**** Material for this task

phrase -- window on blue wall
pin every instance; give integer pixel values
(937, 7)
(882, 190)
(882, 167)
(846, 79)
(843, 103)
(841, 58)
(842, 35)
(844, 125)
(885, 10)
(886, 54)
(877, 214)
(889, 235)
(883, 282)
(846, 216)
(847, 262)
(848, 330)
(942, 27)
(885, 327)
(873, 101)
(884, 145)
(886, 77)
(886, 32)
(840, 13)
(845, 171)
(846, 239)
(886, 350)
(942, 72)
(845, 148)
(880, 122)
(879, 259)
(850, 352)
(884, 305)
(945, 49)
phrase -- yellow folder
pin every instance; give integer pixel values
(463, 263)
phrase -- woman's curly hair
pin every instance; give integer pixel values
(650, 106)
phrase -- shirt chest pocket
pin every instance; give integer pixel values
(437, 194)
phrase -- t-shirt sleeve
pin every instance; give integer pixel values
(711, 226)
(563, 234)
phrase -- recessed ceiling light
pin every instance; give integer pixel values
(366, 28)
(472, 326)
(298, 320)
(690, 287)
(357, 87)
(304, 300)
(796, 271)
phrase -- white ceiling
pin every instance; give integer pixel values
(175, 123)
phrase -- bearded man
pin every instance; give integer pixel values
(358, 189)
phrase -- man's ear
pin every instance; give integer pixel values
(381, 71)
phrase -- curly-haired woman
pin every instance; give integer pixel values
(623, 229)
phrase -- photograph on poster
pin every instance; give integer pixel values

********

• [Stated task] Number every line of the listing above in a single list, leaving out any blank lines.

• [Task answer]
1. phrase -- window on blue wall
2. pin every instance; give integer pixel values
3. (937, 7)
4. (882, 190)
5. (882, 167)
6. (846, 79)
7. (843, 103)
8. (841, 58)
9. (842, 35)
10. (844, 125)
11. (885, 10)
12. (886, 54)
13. (877, 214)
14. (889, 235)
15. (883, 282)
16. (846, 216)
17. (847, 262)
18. (848, 330)
19. (942, 27)
20. (885, 327)
21. (873, 101)
22. (884, 145)
23. (886, 77)
24. (886, 32)
25. (840, 13)
26. (845, 171)
27. (846, 239)
28. (886, 350)
29. (942, 72)
30. (845, 148)
31. (880, 122)
32. (879, 259)
33. (850, 352)
34. (884, 305)
35. (945, 49)
36. phrase -- yellow folder
37. pin every instance; give integer pixel values
38. (463, 263)
39. phrase -- woman's curly hair
40. pin every instance; give integer pixel values
41. (650, 106)
42. phrase -- shirt chest pocket
43. pin every instance; give integer pixel values
44. (437, 194)
45. phrase -- t-shirt sleeve
46. pin every instance; give integer pixel values
47. (711, 226)
48. (563, 234)
49. phrase -- recessed ceiling light
50. pin every instance; give integer pixel values
51. (366, 28)
52. (472, 326)
53. (298, 320)
54. (690, 287)
55. (357, 87)
56. (304, 300)
57. (796, 271)
58. phrase -- white ceiling
59. pin every instance; give integer pixel values
60. (175, 123)
61. phrase -- bearded man
62. pin every instance; give integer pixel values
63. (358, 189)
64. phrase -- man's ear
65. pin every instance; give integer pixel values
66. (381, 71)
67. phrase -- curly-haired woman
68. pin every instance; give integer pixel values
69. (623, 229)
70. phrase -- photograph on poster
71. pin every instance; give integer pixel values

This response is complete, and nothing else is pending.